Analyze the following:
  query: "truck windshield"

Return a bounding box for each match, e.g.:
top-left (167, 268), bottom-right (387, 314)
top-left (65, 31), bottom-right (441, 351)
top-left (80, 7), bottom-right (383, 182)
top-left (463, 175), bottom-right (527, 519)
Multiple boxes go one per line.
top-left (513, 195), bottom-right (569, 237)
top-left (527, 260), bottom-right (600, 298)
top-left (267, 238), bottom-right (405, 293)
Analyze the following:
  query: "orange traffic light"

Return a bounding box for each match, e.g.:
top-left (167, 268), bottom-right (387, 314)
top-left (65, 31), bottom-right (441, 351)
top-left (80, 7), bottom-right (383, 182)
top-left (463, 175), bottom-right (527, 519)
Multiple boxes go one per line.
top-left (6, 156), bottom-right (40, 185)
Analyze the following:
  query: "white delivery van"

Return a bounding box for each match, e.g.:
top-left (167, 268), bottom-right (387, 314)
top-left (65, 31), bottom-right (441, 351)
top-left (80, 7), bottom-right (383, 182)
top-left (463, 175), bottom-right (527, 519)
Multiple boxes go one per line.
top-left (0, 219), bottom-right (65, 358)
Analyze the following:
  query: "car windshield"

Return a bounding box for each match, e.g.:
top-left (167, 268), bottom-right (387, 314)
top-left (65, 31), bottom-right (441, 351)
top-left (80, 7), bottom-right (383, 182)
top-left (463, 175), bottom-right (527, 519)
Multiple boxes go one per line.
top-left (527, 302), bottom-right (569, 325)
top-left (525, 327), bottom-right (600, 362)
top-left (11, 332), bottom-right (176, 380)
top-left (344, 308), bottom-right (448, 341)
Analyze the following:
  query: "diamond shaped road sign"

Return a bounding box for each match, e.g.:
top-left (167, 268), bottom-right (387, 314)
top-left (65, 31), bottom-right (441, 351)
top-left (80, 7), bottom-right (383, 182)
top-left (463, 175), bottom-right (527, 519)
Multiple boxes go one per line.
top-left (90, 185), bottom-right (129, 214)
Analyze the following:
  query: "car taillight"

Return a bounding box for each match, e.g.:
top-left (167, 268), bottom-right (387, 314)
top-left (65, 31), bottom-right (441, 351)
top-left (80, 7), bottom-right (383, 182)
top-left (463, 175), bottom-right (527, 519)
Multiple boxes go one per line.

++++++++++++++++++++

▶ _What needs to be done_:
Give back each line above that contains the string "query". Case counts.

▶ _Completed exercise_:
  query: "truck windshield"
  query: "orange traffic light"
  query: "white delivery van"
  query: "car windshield"
  query: "diamond shaped road sign"
  query: "car taillight"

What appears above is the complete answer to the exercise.